▶ WHAT TO PRODUCE
Set down exactly the lines below, starting at the one that contains "Objective: locate each instance of the curved" and ending at the one that contains "Objective: locate each instance of the dark roofed", with both of those lines included and nothing else.

Region pointing data
┌──

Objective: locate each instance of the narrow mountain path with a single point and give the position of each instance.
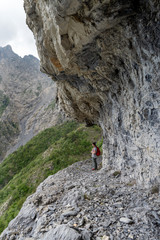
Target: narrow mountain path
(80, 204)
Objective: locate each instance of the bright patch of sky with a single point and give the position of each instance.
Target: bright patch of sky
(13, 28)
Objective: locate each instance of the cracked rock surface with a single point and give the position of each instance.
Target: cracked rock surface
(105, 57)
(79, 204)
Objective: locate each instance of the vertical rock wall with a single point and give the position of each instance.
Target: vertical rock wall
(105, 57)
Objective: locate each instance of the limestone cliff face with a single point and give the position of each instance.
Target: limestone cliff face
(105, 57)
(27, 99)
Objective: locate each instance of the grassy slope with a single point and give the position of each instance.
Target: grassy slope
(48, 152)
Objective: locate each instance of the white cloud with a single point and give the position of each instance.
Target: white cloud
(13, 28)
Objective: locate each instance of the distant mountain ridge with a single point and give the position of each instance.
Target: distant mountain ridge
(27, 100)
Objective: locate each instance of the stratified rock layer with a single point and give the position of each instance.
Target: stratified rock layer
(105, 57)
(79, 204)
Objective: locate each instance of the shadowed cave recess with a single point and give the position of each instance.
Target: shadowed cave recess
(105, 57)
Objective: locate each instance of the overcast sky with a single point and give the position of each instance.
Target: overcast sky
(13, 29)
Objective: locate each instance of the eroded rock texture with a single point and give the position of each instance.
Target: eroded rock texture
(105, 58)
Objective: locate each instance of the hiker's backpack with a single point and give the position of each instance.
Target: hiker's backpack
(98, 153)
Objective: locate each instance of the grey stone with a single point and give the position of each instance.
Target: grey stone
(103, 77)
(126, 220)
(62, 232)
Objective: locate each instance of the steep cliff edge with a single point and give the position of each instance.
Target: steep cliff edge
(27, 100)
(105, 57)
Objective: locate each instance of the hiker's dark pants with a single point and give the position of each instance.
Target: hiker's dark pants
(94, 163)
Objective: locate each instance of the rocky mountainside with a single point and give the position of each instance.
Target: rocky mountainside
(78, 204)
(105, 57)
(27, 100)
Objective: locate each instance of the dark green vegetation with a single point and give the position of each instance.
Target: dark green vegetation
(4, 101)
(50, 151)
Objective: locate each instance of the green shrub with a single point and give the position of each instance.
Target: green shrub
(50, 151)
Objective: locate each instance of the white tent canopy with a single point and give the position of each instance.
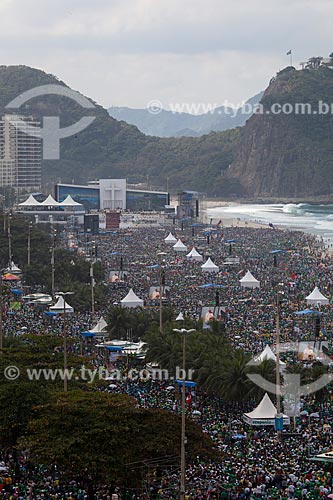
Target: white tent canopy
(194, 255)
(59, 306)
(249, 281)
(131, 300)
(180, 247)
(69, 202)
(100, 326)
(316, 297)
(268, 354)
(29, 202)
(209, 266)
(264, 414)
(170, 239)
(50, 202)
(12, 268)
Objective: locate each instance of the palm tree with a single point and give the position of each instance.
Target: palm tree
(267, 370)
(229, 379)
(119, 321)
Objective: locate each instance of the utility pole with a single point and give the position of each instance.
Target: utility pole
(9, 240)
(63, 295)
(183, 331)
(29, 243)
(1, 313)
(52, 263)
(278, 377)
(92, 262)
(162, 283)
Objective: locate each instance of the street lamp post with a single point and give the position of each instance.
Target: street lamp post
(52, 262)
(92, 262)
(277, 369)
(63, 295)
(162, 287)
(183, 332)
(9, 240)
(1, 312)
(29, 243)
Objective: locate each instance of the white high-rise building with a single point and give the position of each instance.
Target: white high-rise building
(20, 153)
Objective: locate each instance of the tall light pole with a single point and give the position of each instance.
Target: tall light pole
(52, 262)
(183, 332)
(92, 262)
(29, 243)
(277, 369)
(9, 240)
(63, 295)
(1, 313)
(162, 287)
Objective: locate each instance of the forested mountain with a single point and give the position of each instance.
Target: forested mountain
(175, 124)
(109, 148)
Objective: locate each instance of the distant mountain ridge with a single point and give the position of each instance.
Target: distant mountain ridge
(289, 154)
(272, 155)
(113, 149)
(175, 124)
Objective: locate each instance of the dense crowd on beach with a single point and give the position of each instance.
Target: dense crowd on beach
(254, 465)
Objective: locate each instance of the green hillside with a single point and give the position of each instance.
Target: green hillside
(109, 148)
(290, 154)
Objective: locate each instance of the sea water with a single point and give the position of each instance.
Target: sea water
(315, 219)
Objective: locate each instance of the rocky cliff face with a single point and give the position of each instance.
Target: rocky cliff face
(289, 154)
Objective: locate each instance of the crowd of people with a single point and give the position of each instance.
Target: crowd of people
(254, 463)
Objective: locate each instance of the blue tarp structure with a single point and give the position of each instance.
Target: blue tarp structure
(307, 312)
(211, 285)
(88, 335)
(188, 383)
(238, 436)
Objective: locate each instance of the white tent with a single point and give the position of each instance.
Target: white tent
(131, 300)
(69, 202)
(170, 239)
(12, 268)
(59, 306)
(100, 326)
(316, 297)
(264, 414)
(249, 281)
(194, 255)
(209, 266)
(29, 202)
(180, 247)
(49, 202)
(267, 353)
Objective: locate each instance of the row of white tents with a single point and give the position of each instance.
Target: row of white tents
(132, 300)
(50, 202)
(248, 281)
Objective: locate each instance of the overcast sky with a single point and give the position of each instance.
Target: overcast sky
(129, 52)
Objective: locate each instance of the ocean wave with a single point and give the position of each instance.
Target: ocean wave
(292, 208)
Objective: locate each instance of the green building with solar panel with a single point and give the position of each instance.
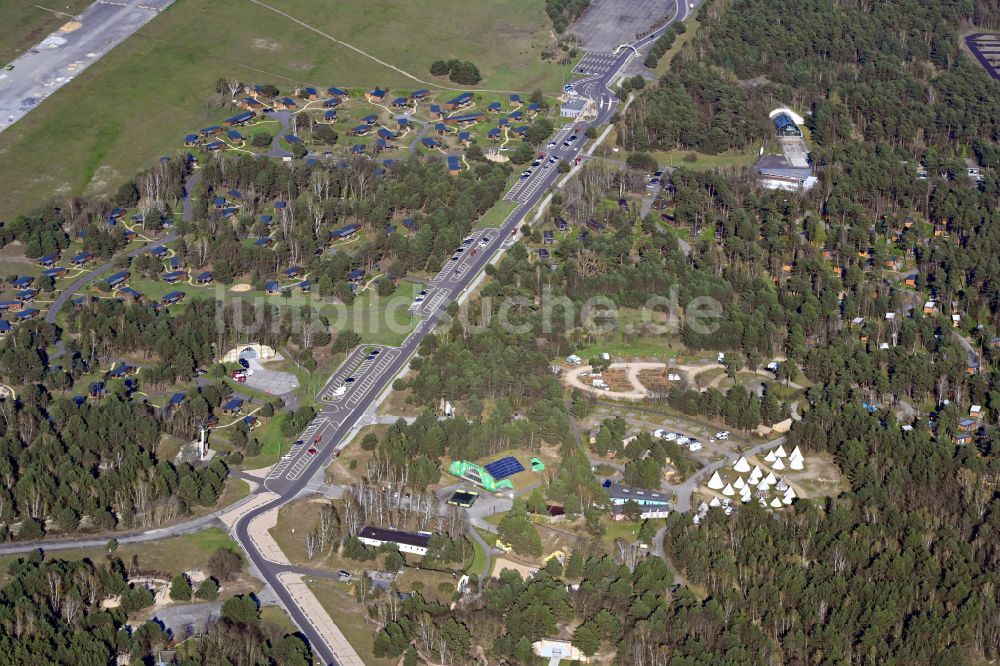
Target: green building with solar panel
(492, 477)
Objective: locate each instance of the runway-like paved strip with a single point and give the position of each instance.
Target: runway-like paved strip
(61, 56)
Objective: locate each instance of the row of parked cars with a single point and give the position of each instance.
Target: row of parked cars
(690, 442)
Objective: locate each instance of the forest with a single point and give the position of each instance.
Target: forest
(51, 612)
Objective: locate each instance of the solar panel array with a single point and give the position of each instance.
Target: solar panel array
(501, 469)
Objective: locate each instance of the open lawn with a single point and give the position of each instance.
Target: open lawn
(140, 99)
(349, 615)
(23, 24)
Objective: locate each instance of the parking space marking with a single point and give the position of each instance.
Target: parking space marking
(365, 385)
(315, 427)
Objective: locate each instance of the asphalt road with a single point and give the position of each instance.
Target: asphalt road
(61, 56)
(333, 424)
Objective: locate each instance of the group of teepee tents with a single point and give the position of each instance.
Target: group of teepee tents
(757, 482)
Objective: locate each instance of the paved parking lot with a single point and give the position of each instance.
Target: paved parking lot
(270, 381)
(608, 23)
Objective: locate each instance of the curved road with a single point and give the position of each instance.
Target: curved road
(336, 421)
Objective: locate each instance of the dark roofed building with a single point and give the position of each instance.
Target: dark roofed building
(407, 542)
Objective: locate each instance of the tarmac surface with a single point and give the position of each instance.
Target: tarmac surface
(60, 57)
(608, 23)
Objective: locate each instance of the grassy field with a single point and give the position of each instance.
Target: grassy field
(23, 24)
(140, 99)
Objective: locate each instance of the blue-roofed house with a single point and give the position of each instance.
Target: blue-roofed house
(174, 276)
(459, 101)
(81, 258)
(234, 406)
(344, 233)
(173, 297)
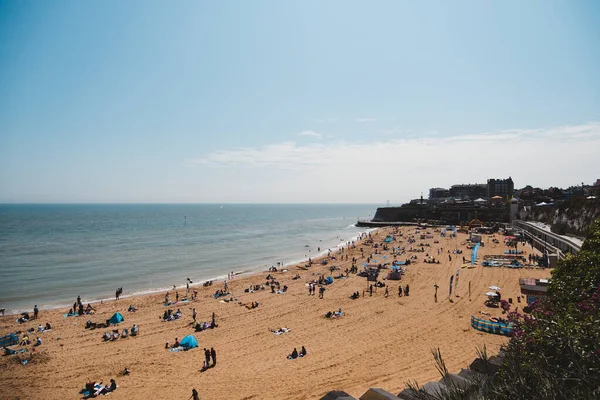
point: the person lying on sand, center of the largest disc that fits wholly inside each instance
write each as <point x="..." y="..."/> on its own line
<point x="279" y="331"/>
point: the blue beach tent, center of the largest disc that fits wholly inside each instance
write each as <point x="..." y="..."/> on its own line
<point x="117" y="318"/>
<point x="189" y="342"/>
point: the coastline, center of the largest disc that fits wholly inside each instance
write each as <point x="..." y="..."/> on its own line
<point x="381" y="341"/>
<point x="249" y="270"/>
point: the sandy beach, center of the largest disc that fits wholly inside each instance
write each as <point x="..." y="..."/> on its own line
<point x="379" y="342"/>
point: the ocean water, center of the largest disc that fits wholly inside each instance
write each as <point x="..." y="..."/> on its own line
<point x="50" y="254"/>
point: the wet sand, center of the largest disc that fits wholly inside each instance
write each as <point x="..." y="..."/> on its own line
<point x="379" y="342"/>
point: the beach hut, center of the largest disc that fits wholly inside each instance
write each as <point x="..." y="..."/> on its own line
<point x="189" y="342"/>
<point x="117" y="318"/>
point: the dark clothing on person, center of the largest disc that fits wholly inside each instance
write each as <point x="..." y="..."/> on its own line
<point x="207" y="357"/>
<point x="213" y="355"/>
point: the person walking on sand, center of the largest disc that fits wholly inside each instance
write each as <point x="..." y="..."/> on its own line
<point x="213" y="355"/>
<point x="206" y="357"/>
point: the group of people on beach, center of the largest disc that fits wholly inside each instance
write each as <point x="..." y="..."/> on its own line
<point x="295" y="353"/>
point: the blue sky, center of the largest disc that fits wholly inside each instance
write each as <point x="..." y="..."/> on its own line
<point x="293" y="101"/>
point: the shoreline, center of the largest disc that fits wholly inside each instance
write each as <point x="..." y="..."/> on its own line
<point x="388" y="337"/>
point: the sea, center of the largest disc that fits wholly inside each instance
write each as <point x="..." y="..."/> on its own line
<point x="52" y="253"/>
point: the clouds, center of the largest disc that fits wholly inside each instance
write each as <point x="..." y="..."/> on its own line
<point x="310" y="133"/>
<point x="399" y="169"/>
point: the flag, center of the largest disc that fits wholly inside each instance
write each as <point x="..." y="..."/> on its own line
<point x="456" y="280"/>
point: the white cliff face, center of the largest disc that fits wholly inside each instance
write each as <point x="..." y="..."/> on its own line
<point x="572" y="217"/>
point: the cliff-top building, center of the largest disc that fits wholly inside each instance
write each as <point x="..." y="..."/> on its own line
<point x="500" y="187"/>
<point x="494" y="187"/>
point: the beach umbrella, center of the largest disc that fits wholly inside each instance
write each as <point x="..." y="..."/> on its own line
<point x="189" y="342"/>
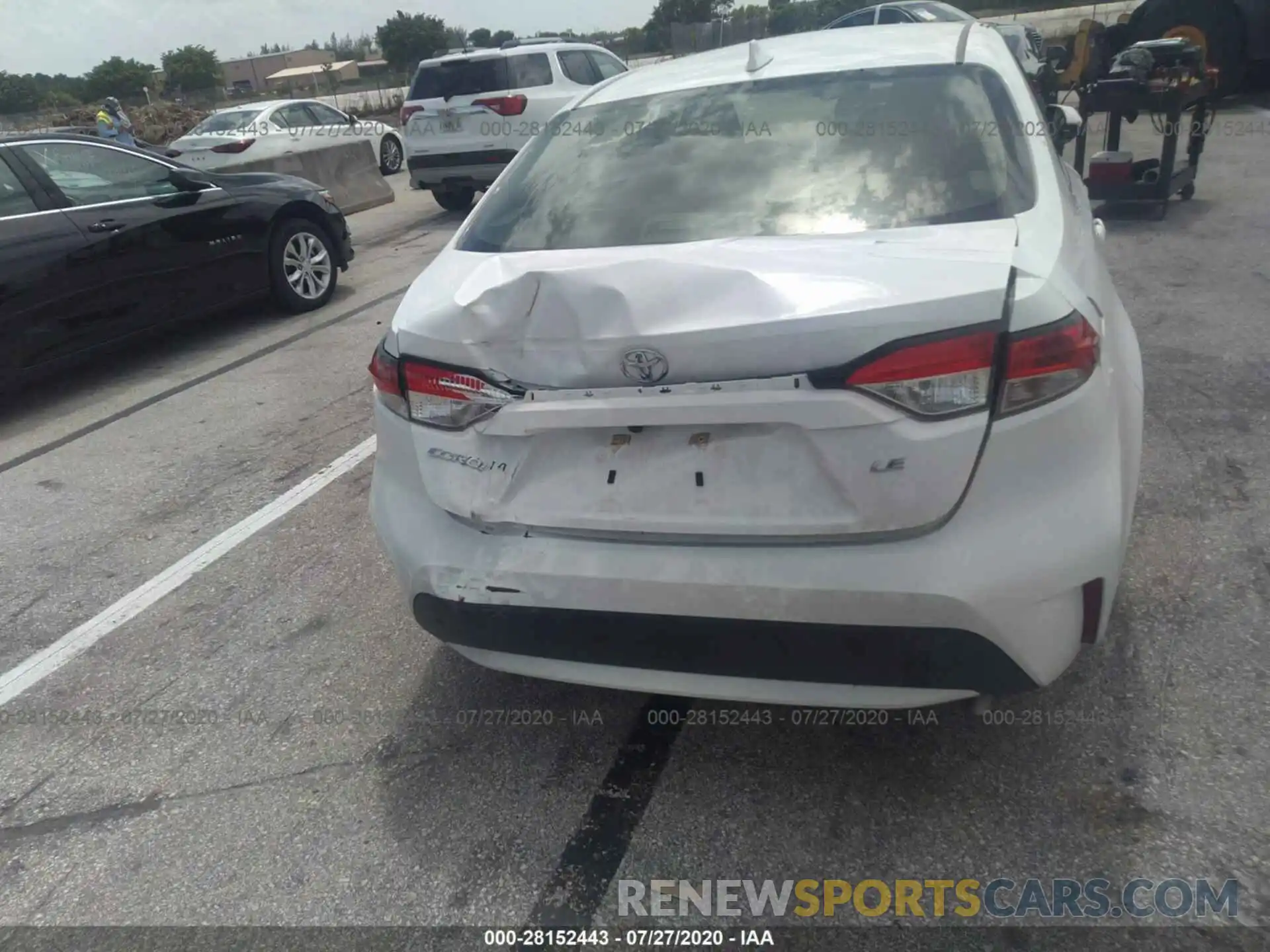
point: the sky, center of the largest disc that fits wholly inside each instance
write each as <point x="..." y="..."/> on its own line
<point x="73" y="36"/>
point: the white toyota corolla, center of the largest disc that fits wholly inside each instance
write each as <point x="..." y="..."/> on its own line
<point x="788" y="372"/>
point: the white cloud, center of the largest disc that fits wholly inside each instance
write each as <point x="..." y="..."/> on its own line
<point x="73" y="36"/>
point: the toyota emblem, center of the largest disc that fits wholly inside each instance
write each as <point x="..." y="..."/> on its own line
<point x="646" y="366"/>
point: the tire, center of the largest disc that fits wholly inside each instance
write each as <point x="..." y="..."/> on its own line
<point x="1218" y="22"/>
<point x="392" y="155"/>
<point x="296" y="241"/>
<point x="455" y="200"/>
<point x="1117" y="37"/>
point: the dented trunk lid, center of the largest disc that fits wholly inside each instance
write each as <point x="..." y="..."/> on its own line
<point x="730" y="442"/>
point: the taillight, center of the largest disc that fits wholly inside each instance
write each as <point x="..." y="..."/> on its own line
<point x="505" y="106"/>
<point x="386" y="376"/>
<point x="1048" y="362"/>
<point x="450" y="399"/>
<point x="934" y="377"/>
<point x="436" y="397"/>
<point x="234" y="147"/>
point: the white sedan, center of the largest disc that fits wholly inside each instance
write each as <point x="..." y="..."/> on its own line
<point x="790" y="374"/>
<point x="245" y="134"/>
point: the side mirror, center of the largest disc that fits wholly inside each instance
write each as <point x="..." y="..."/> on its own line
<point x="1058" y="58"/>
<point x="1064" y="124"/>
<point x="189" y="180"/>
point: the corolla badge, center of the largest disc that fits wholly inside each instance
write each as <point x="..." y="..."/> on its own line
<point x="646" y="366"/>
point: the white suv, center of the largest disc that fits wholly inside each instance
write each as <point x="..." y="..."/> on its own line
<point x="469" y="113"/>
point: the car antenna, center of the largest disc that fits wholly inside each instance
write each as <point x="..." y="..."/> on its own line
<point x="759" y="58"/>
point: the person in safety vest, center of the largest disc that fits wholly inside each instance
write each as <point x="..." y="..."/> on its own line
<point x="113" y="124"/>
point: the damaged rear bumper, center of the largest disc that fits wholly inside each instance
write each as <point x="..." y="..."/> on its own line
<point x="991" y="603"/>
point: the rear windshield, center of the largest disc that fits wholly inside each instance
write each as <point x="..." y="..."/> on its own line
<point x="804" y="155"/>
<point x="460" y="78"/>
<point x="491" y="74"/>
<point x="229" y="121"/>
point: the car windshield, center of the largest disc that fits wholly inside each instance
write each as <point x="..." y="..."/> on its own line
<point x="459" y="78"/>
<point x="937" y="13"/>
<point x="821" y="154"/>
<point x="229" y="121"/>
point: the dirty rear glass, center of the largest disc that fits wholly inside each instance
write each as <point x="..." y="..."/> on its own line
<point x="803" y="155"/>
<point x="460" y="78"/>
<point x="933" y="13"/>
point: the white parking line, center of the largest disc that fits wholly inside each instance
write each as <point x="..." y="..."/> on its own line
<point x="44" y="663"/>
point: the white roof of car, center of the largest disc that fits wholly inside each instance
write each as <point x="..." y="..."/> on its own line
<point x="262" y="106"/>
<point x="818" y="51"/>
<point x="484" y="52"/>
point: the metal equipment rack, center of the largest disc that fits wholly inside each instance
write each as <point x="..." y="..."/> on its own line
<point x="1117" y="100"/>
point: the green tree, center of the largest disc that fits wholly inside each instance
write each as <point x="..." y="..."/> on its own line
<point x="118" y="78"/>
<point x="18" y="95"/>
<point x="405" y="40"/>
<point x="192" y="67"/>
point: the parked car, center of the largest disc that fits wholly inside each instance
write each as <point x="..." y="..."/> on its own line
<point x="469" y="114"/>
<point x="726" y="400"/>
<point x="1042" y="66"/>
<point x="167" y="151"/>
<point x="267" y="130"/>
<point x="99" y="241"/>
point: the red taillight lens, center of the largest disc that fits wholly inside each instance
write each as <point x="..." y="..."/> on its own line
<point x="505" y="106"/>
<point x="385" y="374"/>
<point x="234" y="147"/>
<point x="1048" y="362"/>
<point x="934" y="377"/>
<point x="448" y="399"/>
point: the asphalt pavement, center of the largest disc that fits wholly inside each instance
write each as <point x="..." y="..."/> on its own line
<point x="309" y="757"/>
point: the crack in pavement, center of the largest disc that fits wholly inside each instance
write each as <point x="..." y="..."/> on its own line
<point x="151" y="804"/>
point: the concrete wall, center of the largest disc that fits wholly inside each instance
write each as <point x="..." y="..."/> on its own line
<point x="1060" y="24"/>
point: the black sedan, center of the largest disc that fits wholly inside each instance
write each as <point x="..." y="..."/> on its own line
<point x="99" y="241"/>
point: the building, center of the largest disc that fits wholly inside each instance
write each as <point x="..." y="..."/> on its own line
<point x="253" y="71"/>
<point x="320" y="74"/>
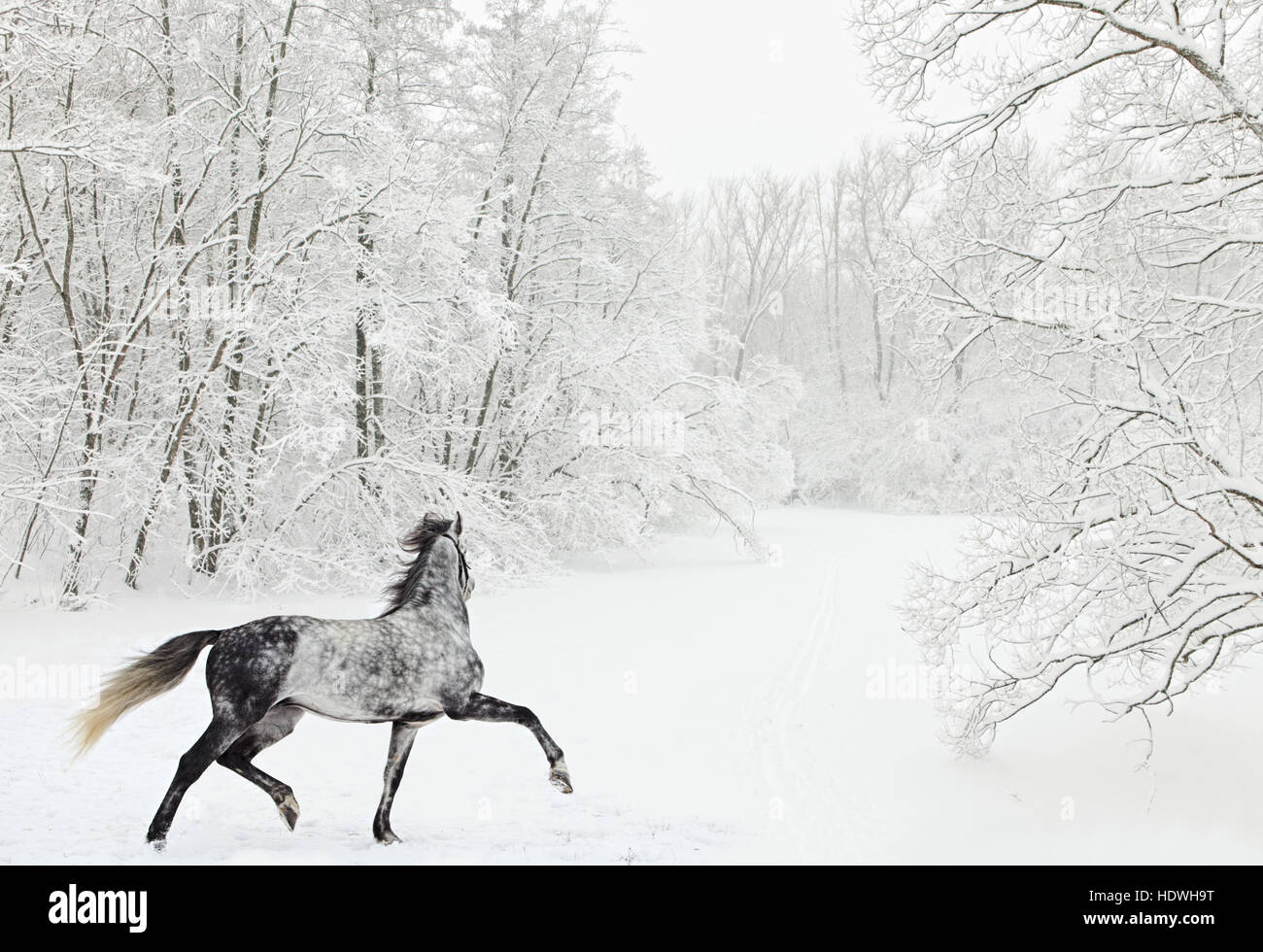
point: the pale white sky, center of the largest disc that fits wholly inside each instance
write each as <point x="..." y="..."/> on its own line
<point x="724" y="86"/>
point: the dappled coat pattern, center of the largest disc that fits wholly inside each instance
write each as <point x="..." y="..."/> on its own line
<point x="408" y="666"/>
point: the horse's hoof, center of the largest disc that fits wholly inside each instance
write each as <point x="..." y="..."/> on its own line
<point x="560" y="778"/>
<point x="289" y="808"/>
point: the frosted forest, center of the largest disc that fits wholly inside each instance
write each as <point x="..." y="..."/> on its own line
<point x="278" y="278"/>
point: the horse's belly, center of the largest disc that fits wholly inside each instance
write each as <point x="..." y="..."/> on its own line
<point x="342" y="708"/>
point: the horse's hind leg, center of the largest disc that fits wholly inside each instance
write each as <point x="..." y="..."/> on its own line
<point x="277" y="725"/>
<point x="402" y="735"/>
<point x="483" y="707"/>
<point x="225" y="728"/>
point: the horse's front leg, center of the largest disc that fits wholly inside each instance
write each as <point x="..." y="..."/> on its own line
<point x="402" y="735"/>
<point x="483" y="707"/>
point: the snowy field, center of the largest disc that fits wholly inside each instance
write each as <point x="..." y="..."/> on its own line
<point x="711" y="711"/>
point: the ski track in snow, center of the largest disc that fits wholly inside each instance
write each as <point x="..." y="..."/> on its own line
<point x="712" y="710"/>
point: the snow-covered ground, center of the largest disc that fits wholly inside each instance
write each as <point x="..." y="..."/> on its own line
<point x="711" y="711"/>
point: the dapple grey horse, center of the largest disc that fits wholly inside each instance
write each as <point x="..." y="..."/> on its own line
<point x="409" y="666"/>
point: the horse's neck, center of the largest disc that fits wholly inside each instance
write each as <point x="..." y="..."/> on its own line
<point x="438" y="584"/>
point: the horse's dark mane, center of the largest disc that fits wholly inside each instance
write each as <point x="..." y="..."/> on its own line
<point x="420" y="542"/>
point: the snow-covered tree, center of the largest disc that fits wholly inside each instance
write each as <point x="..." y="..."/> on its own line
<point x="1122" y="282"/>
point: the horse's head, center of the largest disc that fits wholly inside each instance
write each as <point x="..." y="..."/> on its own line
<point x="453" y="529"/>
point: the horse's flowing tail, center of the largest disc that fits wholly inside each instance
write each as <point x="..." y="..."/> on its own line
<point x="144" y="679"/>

└──

▶ YOUR RESPONSE
Objective: locate each instance of the curved road with a single point and give the position of each instance.
Target: curved road
(336, 421)
Objective: locate each instance of the dark roofed building with a single point and give the position of each instance.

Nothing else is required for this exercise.